# Provided data start

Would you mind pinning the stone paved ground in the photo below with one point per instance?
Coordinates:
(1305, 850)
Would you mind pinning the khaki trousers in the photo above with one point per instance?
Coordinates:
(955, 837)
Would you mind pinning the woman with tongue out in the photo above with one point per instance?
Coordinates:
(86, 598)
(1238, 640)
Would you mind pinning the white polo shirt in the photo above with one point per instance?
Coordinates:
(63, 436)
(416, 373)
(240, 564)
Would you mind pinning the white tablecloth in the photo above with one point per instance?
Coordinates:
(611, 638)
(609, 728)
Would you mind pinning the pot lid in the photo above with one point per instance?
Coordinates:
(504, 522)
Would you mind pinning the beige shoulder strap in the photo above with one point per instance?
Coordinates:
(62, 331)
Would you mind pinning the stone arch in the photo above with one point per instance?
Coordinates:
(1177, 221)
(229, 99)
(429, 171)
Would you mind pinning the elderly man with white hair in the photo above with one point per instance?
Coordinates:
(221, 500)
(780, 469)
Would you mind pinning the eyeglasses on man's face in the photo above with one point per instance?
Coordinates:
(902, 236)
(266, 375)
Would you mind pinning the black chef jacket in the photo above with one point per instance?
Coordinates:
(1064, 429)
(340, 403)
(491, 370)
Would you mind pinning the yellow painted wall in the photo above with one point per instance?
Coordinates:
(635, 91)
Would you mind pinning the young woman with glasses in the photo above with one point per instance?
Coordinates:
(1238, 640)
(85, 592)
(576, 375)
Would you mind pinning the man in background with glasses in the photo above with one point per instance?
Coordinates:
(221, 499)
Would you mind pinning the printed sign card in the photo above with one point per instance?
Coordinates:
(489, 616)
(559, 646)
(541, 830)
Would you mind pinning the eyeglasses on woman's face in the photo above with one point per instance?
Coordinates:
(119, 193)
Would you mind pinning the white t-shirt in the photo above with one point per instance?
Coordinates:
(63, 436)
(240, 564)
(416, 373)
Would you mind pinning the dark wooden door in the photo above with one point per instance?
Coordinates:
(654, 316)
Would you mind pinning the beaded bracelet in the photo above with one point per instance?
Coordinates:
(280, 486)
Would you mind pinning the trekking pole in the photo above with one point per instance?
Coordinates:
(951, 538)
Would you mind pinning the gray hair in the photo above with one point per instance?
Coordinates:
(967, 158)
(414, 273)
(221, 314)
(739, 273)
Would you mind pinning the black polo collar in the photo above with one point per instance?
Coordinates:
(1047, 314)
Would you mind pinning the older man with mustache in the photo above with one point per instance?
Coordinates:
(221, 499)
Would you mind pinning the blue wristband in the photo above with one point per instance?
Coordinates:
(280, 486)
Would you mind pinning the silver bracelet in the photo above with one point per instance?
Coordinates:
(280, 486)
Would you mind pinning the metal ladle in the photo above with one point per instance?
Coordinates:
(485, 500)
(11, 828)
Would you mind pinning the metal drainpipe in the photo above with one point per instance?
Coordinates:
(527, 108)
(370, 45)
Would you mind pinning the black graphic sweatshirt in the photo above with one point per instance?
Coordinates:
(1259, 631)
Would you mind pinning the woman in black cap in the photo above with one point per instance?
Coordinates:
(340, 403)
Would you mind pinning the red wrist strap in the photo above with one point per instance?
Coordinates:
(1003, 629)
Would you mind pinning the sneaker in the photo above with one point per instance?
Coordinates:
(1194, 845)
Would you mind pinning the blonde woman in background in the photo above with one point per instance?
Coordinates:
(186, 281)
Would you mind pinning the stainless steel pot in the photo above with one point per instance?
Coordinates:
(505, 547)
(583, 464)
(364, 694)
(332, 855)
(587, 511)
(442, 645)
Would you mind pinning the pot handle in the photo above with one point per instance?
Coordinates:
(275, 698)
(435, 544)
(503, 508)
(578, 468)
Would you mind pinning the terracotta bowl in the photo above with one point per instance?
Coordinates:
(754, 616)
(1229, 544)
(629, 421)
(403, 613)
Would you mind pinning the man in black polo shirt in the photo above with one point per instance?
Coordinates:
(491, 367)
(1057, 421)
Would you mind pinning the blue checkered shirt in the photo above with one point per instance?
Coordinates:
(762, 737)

# Provided data end

▶ _Instruction_
Can you rewrite all the rows above, changing every "Coordinates" to "Points" and leaving everything else the same?

▶ _Task result_
Would you mind pinning the stone paved ground in the photo below with one point per instance?
Points:
(1305, 850)
Would you mind pinning the khaki trousers in the photo above with one point per instance?
Points:
(955, 837)
Would you mind pinning the woman with tongue out in the photo above with one point per instance?
Points:
(86, 598)
(1238, 640)
Would you mind pinning the white polo shirt in the photo above with one point per instance?
Points:
(63, 436)
(416, 373)
(240, 564)
Would you mind pinning the white tablecloth in the photo above with one point per instance?
Points:
(611, 638)
(609, 728)
Would you mind pinning the pot lid in the photo above with one point per instance?
Points:
(504, 522)
Would you mind pinning the beige shoulder strap in the photo above with one point per instance?
Points:
(62, 331)
Would you mind pinning the stone arch in the photo above with one point per instance?
Points:
(1177, 221)
(229, 99)
(429, 171)
Would you mind pinning the elderly man with white hair in the photo above with one point per instance?
Points:
(221, 500)
(780, 469)
Would you mind pinning the eyeglasses on man's face in the photo above with one point per instance?
Points:
(902, 236)
(266, 375)
Would you mind pinning the black chef jacket in the photo above with one point per instance?
Points:
(1064, 429)
(340, 403)
(491, 370)
Would you mind pinning the yellow painted wall in the photo above with one point per instance?
Points:
(635, 91)
Would you mind pinning the young woman with glasses in the photo above with one point per instance?
Points:
(1238, 640)
(85, 592)
(576, 375)
Would you mind pinning the man in background with glasses in the photo above with one point per instance?
Points:
(221, 499)
Would you mind pinning the printed sign card in the photo above with one point per instance?
Points:
(489, 616)
(559, 646)
(541, 830)
Would you mind pinning the eyeglasses on woman's face in the photo above with one point per instance?
Points:
(119, 193)
Would you mind pinning the white t-shirt in the photo above with one point per instance?
Points:
(63, 436)
(240, 564)
(416, 373)
Would you mind pinning the dark wooden door in the photo above with one point per instance?
Points:
(654, 316)
Would you mind pinning the beaded bracelet in the photo above with one point per instance?
Points:
(280, 486)
Would you mind pinning the trekking pole in the photo above with one point per instance?
Points:
(951, 538)
Would you mind pinning the gray hair in the photo above with one point per instance?
Points:
(967, 158)
(414, 273)
(221, 314)
(739, 273)
Would you mind pinning the black polo collar in the photo above with one point per instance?
Points:
(1047, 314)
Would you mind pinning the older man with mustache in the photo above with one point per instance?
Points:
(221, 499)
Would you mind pinning the blue wristband in the photo above with one point per instance?
Points:
(280, 486)
Would you mind pinning the silver bracelet in the photo above with one point per instance?
Points:
(280, 486)
Would you mind pinning the metal ladle in the photo above with one point per instance?
Points:
(485, 500)
(11, 828)
Would you mind pinning the metal drainpipe in the photo above with one point per instance?
Points:
(527, 108)
(370, 45)
Would you mind pinning the black graphic sweatshirt in the photo above with one point per instance?
Points:
(1259, 631)
Would you mind pinning the woman in black cap in the photo above with one point per instance?
Points:
(340, 403)
Would you mind pinning the red wrist strap in the photo above with one point per instance?
Points:
(1003, 629)
Would you mind pinning the sneaker in the photo above with one point per instance?
Points:
(1194, 845)
Would you mind pinning the blonde woman in background in the photo above with one point per instance?
Points:
(186, 281)
Would you mind pinning the stainless steel pot in the photo above with one point per instance?
Points:
(505, 547)
(583, 464)
(364, 694)
(332, 855)
(587, 511)
(442, 645)
Would you mind pinning the pot handle in the photo above with one point per instance?
Points:
(275, 698)
(435, 544)
(503, 508)
(578, 468)
Would you mind pinning the terracotta bowl in the photo above with one point per instance?
Points:
(754, 616)
(1229, 544)
(629, 421)
(403, 613)
Would you mind pinning the man in black polo shirt in the photo above with one point per instance?
Points:
(491, 367)
(1057, 421)
Would you mind pinning the blue checkered shirt in the photo above with one point per instance?
Points:
(762, 737)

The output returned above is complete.